■ Written exercise
Locate every line in the listing below that contains the word "cover", and copy each of those lines.

■ Stored entries
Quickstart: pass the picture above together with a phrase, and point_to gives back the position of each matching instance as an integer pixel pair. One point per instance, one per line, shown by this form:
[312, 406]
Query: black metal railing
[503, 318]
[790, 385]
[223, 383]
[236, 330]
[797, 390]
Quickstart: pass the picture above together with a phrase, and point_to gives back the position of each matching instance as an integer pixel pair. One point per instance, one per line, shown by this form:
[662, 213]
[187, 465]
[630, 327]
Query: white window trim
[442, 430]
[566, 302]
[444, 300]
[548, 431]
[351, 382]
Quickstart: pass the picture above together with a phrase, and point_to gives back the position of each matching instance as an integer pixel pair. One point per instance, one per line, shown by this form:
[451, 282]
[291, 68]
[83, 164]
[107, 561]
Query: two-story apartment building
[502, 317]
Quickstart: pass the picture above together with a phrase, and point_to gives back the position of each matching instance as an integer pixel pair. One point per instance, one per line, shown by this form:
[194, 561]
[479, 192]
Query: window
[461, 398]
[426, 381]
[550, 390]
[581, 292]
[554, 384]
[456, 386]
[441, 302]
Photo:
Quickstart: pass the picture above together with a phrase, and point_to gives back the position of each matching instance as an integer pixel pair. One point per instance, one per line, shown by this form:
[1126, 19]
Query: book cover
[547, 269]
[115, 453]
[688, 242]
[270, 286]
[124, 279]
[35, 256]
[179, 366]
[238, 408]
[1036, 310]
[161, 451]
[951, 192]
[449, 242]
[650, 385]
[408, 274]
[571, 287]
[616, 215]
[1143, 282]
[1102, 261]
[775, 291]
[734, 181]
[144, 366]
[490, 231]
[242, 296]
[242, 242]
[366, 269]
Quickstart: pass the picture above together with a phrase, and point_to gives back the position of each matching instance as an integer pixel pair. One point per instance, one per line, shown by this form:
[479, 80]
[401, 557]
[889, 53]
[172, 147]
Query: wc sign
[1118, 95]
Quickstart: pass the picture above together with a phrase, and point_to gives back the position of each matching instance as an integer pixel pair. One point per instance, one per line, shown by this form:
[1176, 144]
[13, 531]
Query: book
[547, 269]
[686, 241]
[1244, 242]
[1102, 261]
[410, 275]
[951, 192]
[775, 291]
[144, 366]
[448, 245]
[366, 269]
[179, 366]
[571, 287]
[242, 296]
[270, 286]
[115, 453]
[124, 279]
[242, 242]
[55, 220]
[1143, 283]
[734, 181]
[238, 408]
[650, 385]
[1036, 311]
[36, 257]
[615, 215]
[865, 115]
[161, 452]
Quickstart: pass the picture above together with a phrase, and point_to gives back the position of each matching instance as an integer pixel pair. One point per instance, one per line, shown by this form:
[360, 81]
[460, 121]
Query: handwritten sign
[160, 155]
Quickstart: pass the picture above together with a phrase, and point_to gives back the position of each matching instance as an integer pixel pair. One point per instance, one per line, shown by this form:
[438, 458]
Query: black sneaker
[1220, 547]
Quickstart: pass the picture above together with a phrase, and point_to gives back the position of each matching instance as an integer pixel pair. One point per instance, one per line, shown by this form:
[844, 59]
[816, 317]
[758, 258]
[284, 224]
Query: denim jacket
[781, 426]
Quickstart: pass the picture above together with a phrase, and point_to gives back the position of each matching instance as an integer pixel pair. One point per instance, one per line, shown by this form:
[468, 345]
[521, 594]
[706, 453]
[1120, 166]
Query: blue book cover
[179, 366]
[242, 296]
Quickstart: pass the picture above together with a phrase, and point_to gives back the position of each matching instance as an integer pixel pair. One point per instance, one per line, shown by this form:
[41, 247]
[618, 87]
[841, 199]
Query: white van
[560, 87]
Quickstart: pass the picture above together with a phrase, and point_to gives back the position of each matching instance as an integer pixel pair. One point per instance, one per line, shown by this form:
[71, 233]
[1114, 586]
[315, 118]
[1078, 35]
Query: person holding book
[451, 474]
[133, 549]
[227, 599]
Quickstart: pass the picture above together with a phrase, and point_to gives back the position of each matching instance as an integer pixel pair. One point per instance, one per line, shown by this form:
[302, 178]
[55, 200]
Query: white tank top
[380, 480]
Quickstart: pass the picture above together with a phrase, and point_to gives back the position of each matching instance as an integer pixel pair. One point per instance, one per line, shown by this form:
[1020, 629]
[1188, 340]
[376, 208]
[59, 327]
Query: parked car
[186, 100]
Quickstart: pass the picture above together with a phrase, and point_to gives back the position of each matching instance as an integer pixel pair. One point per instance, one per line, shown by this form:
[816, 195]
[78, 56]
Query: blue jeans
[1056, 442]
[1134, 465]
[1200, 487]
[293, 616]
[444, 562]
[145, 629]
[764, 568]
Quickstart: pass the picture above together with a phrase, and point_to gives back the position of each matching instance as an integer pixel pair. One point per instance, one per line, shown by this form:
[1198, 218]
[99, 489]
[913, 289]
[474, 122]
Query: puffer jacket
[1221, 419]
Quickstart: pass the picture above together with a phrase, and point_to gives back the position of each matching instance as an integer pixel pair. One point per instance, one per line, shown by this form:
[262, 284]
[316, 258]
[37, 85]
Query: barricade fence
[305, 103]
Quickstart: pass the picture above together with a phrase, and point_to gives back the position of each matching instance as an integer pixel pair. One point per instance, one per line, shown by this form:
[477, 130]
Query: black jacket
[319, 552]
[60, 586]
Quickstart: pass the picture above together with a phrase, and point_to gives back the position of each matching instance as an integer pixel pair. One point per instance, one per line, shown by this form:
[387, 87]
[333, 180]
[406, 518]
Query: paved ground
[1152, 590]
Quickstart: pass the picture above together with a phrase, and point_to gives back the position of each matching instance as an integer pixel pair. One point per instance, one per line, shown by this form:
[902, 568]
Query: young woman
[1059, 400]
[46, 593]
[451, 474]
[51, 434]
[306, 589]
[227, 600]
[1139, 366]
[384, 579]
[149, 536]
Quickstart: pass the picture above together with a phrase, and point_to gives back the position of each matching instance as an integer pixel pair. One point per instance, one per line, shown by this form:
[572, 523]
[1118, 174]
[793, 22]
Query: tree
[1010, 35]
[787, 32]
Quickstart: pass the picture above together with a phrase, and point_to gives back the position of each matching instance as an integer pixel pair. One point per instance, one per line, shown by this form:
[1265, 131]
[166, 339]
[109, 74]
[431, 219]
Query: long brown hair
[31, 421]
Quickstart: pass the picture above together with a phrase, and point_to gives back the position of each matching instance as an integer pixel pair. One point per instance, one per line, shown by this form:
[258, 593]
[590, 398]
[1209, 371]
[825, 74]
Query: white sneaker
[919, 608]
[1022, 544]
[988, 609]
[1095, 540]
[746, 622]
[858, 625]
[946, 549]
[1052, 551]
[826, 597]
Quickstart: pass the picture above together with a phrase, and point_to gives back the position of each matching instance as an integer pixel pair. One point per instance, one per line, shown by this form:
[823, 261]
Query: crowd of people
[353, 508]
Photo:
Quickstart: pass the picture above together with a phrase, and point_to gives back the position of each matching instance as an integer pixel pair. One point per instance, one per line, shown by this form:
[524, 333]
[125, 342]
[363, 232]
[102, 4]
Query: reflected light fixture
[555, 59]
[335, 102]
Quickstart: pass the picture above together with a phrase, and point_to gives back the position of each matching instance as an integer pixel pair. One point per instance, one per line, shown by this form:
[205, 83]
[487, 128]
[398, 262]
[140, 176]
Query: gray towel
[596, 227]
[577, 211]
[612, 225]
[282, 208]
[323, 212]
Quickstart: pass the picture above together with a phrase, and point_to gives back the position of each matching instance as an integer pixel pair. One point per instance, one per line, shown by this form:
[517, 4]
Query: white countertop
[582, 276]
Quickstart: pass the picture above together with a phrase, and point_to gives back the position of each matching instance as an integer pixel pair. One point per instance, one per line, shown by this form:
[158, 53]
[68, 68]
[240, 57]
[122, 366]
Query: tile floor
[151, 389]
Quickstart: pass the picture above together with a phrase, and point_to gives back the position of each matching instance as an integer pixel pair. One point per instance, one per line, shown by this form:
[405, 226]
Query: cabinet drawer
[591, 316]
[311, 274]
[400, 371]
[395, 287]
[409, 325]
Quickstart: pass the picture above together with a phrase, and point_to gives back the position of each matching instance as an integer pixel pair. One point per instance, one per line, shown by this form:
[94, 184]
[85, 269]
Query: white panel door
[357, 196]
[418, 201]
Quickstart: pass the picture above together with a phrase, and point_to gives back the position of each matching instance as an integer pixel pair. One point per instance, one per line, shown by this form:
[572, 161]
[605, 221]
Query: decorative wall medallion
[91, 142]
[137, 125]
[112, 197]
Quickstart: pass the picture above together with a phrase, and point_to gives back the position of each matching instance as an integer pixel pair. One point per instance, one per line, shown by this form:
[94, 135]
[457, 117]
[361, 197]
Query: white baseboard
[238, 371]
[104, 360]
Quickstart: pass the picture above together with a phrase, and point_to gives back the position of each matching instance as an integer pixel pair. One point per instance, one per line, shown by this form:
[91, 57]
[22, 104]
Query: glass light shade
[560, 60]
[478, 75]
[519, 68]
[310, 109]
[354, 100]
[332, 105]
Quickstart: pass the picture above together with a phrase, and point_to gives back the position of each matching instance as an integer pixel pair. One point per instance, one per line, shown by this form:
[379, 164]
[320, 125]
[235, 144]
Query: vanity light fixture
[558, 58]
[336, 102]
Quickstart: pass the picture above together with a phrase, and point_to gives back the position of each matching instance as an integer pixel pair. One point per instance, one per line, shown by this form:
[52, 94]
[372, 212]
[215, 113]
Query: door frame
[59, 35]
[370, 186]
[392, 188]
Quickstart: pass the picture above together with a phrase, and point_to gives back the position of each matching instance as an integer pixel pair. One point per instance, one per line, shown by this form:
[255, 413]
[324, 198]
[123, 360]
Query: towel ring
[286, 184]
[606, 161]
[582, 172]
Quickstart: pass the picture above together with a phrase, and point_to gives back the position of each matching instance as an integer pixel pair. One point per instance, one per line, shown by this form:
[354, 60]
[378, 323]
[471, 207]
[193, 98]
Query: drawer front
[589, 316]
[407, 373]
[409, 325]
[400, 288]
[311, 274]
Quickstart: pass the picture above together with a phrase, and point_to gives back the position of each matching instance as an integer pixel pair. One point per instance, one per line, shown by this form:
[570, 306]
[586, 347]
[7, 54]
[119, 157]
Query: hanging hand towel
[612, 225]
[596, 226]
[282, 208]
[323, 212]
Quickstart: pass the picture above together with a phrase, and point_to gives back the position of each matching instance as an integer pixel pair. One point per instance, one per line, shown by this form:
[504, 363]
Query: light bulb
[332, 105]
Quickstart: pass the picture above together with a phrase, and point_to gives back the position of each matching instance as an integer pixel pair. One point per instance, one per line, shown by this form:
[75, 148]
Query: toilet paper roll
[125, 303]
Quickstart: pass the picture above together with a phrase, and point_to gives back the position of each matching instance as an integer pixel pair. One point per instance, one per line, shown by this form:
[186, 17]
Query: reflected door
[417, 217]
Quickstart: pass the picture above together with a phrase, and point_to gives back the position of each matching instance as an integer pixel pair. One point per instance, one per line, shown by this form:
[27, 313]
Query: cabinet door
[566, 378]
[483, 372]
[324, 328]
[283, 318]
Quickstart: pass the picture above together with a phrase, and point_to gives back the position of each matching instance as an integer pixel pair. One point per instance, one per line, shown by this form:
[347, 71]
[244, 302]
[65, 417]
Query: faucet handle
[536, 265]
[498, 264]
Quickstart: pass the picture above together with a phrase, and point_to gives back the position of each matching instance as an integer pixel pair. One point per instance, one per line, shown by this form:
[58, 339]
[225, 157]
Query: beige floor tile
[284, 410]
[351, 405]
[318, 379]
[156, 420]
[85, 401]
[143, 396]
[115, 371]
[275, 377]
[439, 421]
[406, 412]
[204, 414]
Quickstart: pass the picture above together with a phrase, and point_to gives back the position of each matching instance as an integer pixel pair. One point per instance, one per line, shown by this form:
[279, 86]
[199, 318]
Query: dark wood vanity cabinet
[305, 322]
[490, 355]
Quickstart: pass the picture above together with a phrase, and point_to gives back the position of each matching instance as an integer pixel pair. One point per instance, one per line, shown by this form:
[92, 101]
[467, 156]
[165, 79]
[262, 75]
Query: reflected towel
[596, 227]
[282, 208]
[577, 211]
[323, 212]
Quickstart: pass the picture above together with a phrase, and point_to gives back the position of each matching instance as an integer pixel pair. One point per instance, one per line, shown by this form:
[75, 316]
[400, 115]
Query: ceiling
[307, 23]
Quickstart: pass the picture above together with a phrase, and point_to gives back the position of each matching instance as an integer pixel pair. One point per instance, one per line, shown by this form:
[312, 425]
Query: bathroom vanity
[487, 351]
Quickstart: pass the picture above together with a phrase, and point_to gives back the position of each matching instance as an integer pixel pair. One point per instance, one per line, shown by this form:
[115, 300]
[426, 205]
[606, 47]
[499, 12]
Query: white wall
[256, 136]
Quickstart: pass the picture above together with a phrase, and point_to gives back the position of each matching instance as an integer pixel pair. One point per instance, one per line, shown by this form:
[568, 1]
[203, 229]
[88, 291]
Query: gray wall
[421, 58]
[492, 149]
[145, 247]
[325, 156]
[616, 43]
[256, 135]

■ Final result
Query: book cover
Query: blue book cover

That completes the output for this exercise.